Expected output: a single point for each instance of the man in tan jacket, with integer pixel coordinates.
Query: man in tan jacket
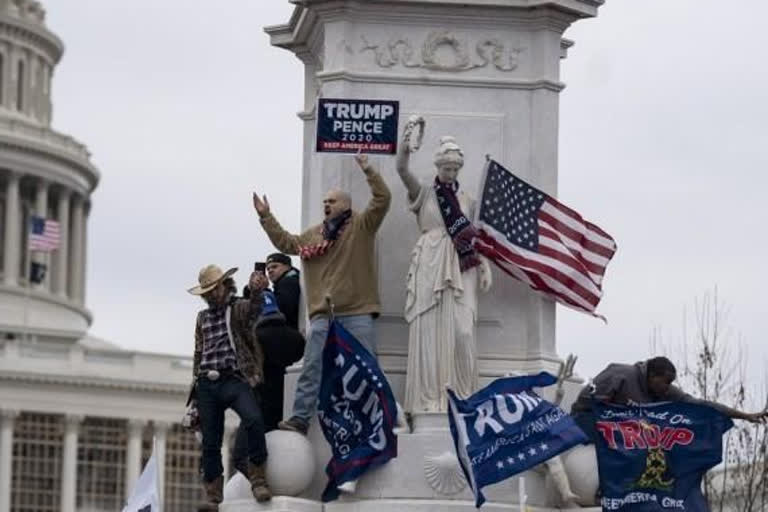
(339, 263)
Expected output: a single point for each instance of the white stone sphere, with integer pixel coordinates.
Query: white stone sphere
(580, 464)
(290, 467)
(291, 462)
(238, 488)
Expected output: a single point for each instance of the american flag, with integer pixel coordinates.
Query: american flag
(534, 238)
(44, 234)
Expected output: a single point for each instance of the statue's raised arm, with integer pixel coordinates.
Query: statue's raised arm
(411, 140)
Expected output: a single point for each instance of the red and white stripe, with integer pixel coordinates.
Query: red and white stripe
(570, 262)
(48, 240)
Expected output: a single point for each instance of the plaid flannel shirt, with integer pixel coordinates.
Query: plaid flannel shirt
(218, 353)
(242, 320)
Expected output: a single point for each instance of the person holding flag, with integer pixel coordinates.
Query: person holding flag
(641, 383)
(339, 262)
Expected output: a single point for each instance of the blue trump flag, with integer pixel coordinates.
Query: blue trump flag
(356, 408)
(506, 428)
(652, 457)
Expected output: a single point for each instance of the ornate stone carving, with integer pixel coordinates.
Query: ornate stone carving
(444, 474)
(400, 51)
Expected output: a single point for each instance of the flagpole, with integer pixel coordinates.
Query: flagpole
(160, 490)
(27, 275)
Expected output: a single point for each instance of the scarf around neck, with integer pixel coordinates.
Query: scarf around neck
(460, 229)
(332, 230)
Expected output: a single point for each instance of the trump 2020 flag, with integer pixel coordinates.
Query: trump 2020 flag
(652, 457)
(506, 428)
(356, 408)
(146, 497)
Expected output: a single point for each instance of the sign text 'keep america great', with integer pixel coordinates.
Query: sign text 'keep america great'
(349, 126)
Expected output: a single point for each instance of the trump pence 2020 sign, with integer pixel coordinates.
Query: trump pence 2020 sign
(349, 126)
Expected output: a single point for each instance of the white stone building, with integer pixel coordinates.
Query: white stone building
(77, 414)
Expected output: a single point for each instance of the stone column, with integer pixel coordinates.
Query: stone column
(7, 419)
(133, 454)
(76, 249)
(84, 250)
(12, 234)
(69, 463)
(41, 210)
(62, 255)
(161, 437)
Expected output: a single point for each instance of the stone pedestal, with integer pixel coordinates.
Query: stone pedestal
(487, 72)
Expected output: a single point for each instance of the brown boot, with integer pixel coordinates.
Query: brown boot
(257, 475)
(214, 490)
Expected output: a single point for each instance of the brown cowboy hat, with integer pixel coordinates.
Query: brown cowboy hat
(210, 276)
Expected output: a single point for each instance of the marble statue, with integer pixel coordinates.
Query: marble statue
(444, 274)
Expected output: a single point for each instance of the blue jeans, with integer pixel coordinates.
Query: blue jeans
(213, 398)
(308, 386)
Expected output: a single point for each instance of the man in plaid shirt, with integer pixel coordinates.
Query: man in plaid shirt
(228, 364)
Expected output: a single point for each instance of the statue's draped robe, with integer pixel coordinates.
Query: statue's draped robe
(440, 308)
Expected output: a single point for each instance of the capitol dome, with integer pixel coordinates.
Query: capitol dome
(43, 173)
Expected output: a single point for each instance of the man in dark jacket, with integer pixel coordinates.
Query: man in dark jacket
(643, 382)
(282, 345)
(285, 282)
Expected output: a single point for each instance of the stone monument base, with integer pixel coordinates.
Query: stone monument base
(424, 476)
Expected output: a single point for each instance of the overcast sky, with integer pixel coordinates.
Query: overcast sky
(186, 108)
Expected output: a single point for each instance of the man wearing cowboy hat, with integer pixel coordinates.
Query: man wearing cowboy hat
(227, 365)
(339, 264)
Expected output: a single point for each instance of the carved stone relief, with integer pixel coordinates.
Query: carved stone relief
(444, 474)
(443, 50)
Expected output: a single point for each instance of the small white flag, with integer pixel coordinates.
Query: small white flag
(145, 497)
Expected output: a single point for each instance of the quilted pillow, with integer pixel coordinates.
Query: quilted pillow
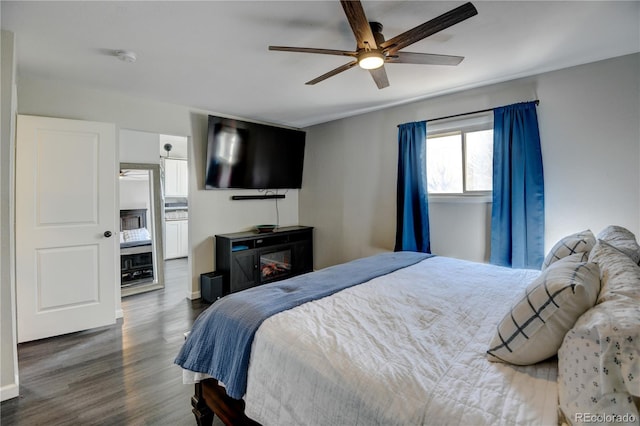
(622, 239)
(598, 368)
(533, 329)
(580, 242)
(140, 234)
(619, 274)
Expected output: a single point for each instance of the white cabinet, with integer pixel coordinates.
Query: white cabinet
(176, 178)
(176, 239)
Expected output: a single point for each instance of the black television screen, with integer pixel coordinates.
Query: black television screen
(253, 156)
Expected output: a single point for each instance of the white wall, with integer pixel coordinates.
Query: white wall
(588, 118)
(139, 147)
(210, 212)
(8, 342)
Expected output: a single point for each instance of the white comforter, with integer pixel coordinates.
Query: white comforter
(407, 348)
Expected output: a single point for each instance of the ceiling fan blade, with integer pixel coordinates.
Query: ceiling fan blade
(333, 72)
(359, 24)
(314, 50)
(423, 59)
(380, 77)
(431, 27)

──────────

TASK TO CARRY OUT →
Exactly as written above, retype the lines starting at the one holding "Query: man in dark jacket" and ending at the one holding "cabinet, with integer pixel coordinates.", both included, but not the pictures.

WORKED SOLUTION →
Query: man in dark jacket
(643, 382)
(282, 345)
(285, 282)
Expected output: a single point for each instance of the stone monument base, with integer pixel coordinates.
Query: stone monument base
(424, 476)
Expected output: a single point for each instance of the overcast sky, with integer pixel coordinates.
Query: overcast sky
(186, 108)
Expected output: a single point for each instance of the man wearing cowboy hat, with integer pixel coordinates.
Query: man wearing cowboy hat
(227, 365)
(339, 264)
Expected output: a single point for each instance of the carved stone relief, with integer pixel coordinates.
Query: carved stone relief
(444, 474)
(443, 50)
Expected output: a single point for each instance of the small white flag, with integer pixel coordinates.
Query: small white flag
(145, 497)
Expected output: a single point for each instance of the quilted pillow, with integer pixel coordinates.
Query: quilted pillow
(622, 239)
(598, 368)
(533, 329)
(580, 242)
(140, 234)
(619, 274)
Expected output: a single point for each instance of the white cabinet, with integer pixel coordinates.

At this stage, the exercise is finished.